§ **SET OF TASKS**
a) Answer these questions using the film review below.
(i) How old is Emily?
(ii) Who leads the home-grown terrorists who attack?
(iii) What demands of the attackers does the review list?
b) Decide whether each statement agrees with the film review below. Answer yes or no, and quote the words of the review that settle it.
(i) Emily posts video clips of the villains to YouTube.
(ii) Carol is helping Speaker Raphelson from inside the White House.
(iii) The main gunman has a clear reason for his grudge against John.
c) From the film review below, pull out word for word the passage that begins at the words "The script is" and stops after "the final act.".

#### SELECTED PASSAGE

To buy impress his politically savvy estranged 11-year-old daughter Emily (King), John (Tatum) takes her along when he visits the White House for a job interview with the secret service. Just as they get separated while taking a tour, home-grown terrorists led by disgruntled security chief Walker (Woods) attack. While looking for Emily, John rescues President Sawyer (Foxx) and sets out to neutralise the baddies. Meanwhile Emily is sneaking video clips of the villains to YouTube. And at the Pentagon, security agent Carol (Gyllenhaal) is helping Speaker Raphelson (Jenkins) keep the nation from collapse.
The script is packed with gratuitous details, quirky characters and ironic one-liners that keep us smiling as the chaos escalates. The attackers are an eclectic group with a variety of demands (cash, power, levelling the Middle East), while the main gunman (Clarke) is in a personal grudge-match with John for no real reason beyond setting up a couple of wildly improbable fistfights in the final act.

########
#### RECORDS

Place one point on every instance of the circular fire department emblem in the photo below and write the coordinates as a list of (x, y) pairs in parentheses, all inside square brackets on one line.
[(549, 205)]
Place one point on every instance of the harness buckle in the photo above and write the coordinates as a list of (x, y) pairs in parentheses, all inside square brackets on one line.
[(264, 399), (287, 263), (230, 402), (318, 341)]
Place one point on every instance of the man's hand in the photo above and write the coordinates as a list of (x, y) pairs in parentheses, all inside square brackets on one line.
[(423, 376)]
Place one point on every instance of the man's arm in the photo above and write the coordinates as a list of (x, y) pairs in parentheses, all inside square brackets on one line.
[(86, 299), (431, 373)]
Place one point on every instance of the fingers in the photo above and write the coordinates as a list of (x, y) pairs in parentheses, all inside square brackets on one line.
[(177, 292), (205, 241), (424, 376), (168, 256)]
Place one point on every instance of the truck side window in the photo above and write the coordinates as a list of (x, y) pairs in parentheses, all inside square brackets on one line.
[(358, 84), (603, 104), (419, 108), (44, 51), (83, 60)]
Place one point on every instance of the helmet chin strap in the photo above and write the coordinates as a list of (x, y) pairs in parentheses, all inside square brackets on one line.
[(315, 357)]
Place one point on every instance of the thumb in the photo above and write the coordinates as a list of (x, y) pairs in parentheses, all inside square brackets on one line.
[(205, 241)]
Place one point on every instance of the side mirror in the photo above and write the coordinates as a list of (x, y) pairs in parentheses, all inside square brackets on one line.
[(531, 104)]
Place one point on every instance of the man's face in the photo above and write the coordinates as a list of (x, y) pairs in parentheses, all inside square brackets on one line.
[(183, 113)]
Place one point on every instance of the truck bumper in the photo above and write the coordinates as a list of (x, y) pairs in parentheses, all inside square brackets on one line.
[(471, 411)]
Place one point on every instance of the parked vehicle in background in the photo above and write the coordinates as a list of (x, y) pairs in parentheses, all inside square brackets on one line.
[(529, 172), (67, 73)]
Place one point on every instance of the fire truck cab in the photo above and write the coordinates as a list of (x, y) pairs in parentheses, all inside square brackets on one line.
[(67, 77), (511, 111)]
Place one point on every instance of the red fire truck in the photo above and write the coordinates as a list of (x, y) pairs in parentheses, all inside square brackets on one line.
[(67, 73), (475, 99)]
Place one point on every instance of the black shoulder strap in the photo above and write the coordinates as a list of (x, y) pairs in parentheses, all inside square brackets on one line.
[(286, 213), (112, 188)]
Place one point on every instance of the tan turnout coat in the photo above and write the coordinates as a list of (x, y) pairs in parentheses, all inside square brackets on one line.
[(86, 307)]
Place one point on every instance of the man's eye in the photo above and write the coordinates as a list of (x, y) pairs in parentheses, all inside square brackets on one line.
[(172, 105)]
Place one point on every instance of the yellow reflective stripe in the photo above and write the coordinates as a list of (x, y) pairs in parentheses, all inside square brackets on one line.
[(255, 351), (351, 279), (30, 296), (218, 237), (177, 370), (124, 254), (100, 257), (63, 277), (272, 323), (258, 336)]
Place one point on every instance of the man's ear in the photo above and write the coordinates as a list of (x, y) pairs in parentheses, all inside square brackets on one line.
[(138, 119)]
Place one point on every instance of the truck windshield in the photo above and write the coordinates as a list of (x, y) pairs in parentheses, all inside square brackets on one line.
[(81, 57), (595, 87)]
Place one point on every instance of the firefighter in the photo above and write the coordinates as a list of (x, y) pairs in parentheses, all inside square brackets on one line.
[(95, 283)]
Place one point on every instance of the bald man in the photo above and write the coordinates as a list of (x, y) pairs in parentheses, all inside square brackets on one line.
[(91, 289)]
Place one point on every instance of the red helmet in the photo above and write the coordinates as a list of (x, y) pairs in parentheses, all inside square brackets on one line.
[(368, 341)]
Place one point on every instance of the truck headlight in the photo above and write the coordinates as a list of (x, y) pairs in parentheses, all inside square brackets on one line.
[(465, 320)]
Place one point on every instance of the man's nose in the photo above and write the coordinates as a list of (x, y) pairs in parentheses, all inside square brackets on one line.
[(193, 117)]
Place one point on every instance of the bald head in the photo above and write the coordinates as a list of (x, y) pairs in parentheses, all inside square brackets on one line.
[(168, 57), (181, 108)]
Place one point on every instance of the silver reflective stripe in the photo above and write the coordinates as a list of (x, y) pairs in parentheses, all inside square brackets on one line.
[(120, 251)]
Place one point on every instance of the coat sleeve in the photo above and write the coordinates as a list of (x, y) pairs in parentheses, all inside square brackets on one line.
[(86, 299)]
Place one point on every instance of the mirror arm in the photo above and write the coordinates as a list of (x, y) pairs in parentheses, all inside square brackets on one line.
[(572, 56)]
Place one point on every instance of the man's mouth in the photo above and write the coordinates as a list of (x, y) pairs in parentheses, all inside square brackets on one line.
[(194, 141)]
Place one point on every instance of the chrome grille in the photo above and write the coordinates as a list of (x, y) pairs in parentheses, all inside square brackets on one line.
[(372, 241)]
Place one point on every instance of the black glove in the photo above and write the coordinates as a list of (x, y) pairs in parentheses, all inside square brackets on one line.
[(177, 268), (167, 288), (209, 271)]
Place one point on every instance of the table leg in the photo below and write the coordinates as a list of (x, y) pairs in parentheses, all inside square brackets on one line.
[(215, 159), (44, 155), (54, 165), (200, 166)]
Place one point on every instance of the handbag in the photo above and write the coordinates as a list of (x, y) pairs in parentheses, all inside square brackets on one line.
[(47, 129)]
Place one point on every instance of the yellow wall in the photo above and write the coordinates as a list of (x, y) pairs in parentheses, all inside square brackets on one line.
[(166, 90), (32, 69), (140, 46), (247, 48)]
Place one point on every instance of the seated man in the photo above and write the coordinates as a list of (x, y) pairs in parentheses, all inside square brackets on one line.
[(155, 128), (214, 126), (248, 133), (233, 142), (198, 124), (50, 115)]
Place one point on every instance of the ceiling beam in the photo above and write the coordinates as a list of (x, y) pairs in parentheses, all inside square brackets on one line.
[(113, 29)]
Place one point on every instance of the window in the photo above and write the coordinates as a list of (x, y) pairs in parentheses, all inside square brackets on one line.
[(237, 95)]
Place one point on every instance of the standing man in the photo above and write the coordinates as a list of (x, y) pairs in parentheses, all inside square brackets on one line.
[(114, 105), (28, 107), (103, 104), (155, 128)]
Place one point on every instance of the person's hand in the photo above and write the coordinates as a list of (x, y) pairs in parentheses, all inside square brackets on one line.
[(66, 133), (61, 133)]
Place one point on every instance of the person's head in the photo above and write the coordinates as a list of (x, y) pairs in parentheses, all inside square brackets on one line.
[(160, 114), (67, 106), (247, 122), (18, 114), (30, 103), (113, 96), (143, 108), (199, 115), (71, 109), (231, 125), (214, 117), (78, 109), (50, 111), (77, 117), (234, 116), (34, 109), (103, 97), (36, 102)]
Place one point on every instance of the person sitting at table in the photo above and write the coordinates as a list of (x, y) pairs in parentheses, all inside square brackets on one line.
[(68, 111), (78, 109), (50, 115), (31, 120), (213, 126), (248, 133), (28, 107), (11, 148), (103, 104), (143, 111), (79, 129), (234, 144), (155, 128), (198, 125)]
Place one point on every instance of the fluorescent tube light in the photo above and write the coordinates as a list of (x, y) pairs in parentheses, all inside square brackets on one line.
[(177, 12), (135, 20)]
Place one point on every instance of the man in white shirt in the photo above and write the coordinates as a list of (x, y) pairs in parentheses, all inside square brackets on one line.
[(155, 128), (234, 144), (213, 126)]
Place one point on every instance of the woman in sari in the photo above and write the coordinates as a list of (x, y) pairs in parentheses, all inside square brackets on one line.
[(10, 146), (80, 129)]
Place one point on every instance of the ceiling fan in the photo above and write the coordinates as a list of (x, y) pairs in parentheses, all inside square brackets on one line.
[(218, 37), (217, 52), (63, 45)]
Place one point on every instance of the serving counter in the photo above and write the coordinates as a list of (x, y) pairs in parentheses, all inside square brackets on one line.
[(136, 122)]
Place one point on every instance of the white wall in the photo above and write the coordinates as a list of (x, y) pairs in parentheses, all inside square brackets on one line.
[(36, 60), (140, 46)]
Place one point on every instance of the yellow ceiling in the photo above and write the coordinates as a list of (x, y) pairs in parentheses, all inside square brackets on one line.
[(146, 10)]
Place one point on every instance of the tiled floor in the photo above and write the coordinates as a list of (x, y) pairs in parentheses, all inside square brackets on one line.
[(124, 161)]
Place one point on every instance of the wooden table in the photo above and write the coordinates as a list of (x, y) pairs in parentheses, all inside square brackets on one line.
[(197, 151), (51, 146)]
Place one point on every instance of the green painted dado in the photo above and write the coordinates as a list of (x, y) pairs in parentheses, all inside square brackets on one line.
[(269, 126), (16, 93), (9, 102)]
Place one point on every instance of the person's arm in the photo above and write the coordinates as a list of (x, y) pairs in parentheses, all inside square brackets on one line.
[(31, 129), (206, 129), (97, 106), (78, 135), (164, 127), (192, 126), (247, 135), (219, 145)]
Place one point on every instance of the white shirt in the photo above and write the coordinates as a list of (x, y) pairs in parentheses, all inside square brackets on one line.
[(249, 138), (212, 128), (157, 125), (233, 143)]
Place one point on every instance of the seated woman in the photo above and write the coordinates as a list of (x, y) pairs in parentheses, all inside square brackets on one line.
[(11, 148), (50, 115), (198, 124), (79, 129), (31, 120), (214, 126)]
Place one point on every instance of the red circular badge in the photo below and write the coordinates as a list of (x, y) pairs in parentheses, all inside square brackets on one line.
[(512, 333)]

########
#### RECORDS

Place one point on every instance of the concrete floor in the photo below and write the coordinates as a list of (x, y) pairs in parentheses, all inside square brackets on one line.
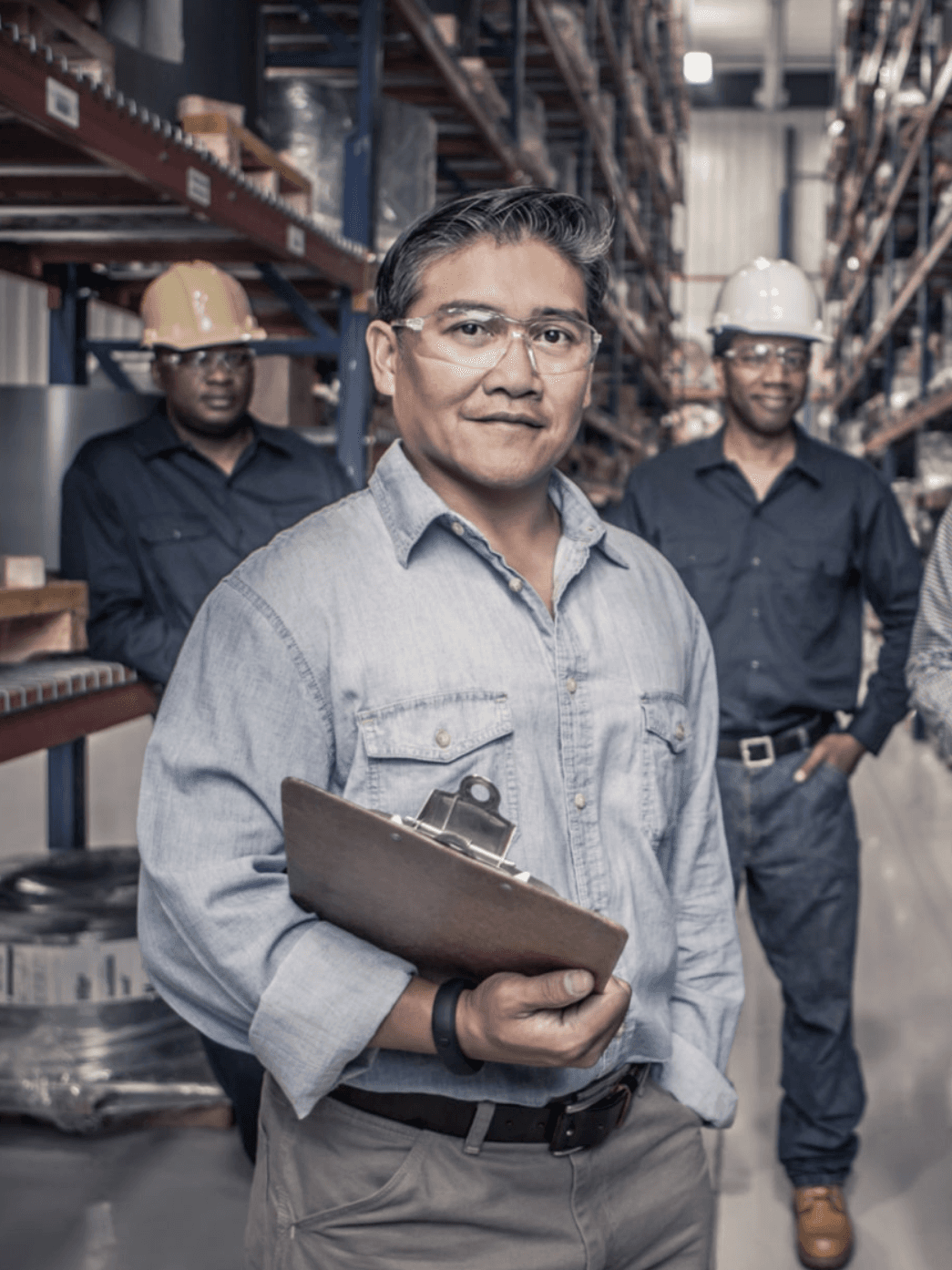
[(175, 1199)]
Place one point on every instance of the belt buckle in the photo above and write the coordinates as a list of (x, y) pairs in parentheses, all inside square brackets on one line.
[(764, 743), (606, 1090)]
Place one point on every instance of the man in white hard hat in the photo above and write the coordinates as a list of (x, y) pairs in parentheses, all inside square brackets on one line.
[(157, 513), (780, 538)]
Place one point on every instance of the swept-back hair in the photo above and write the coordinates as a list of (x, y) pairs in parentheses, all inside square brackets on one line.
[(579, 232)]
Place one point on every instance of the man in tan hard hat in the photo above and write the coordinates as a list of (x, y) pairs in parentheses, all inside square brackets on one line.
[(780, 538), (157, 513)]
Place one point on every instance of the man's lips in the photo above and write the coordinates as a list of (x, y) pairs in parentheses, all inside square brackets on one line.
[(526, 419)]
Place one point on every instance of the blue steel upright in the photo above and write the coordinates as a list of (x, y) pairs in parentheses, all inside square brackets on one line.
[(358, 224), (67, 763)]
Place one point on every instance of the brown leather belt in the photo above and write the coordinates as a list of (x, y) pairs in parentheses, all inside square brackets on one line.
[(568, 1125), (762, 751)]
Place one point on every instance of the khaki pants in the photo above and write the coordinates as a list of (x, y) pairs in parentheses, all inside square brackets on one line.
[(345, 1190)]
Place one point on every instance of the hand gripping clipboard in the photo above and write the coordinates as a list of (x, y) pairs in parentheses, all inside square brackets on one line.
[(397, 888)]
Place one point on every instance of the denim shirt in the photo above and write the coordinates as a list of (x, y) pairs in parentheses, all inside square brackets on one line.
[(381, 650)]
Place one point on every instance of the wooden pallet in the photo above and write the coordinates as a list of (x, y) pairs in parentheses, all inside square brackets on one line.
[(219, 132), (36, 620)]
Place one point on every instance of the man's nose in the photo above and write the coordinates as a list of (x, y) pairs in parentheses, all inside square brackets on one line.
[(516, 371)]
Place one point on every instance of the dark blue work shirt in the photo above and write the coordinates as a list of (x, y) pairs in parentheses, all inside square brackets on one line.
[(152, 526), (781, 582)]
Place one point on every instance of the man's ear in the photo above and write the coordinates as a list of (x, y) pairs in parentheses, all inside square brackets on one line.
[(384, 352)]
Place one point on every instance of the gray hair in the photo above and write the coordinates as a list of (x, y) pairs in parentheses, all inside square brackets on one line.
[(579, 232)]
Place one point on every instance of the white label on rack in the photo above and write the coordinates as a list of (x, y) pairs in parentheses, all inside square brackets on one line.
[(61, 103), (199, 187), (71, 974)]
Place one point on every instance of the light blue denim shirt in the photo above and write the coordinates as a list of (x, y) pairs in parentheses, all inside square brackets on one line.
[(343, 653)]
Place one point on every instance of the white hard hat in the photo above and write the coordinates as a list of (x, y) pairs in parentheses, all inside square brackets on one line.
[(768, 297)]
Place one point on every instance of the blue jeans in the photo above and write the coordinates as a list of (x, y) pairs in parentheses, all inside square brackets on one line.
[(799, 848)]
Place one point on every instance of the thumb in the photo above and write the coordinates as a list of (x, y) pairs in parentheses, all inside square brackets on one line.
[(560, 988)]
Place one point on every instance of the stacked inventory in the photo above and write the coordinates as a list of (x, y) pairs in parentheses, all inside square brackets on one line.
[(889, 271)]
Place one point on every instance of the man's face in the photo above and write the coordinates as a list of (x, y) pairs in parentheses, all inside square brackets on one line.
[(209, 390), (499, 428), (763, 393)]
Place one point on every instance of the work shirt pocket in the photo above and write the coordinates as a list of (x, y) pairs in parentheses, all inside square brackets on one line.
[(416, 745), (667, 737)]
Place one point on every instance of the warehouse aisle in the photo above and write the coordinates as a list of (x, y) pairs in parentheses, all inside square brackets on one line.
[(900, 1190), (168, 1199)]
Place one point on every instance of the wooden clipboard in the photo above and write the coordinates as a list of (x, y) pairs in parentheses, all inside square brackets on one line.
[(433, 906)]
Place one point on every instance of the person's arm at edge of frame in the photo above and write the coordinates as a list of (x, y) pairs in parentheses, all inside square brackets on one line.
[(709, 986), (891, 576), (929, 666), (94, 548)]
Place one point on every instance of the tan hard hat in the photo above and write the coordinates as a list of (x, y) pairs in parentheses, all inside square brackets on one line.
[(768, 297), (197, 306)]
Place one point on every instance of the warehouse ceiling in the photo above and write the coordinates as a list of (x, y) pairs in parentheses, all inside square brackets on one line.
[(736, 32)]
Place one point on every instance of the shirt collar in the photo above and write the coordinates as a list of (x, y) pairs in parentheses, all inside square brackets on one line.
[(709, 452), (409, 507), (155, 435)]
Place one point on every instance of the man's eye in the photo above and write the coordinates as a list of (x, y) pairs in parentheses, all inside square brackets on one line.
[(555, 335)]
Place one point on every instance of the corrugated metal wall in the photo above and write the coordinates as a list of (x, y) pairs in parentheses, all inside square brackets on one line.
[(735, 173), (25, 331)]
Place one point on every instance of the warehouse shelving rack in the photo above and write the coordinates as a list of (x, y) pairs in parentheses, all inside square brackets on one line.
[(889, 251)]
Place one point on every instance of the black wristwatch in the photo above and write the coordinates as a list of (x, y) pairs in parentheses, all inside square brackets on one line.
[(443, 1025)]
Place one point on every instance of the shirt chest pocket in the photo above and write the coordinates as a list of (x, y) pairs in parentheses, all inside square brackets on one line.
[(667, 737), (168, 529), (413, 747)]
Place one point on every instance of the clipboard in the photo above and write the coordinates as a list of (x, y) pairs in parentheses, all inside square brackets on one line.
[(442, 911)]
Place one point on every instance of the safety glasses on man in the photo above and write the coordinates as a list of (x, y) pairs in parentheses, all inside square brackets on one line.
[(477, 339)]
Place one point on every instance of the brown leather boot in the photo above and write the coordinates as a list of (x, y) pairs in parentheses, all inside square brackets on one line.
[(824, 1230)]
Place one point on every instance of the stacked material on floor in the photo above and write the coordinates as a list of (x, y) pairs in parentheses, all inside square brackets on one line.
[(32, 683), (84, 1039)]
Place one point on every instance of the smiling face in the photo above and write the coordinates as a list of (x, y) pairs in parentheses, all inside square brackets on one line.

########
#### RECORDS

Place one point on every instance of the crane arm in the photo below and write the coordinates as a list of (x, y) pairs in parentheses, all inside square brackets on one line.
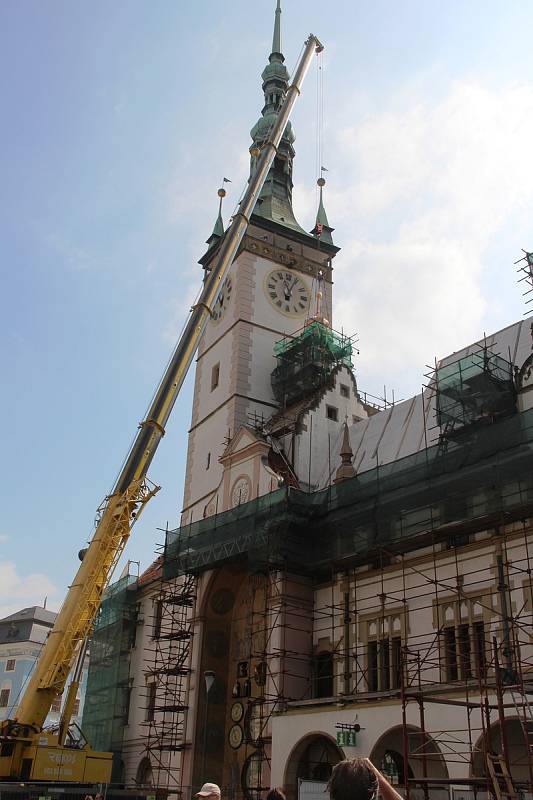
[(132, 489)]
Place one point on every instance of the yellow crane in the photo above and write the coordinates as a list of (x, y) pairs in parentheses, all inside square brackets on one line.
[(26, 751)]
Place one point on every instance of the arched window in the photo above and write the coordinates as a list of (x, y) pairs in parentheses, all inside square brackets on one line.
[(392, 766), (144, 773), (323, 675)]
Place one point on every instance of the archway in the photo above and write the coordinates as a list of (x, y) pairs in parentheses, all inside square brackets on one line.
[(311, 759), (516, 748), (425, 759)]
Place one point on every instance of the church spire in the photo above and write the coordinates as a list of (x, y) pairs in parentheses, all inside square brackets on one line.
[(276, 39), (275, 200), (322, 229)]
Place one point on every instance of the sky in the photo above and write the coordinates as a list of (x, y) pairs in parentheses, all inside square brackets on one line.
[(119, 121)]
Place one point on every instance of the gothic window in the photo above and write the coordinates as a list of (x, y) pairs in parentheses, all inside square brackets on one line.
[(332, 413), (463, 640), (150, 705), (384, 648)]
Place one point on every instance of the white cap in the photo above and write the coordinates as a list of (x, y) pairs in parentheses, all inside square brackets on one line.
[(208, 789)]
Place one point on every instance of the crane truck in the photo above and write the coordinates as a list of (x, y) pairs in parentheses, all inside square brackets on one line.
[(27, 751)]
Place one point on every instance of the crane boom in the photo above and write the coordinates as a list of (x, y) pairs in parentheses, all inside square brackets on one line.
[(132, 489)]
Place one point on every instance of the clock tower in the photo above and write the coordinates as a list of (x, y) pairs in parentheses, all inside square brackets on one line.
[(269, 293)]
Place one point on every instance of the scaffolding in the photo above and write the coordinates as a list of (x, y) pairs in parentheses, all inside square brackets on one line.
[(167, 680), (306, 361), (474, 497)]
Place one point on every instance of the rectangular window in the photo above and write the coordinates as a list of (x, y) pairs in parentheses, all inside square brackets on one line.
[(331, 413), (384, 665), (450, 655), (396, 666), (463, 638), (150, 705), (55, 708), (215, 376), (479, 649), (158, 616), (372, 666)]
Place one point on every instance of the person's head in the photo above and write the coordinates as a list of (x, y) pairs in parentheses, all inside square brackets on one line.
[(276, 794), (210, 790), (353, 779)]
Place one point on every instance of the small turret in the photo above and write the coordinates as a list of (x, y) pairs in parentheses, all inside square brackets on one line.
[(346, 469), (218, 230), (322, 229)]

########

§ **RESPONSES PER TASK**
a)
(i) She is 11 years old.
(ii) Walker, a disgruntled security chief, leads them.
(iii) Cash, power, and levelling the Middle East.

b)
(i) Yes: "Emily is sneaking video clips of the villains to YouTube"
(ii) No: "at the Pentagon, security agent Carol (Gyllenhaal) is helping Speaker Raphelson (Jenkins) keep the nation from collapse"
(iii) No: "for no real reason beyond setting up a couple of wildly improbable fistfights in the final act"

c)
The script is packed with gratuitous details, quirky characters and ironic one-liners that keep us smiling as the chaos escalates. The attackers are an eclectic group with a variety of demands (cash, power, levelling the Middle East), while the main gunman (Clarke) is in a personal grudge-match with John for no real reason beyond setting up a couple of wildly improbable fistfights in the final act.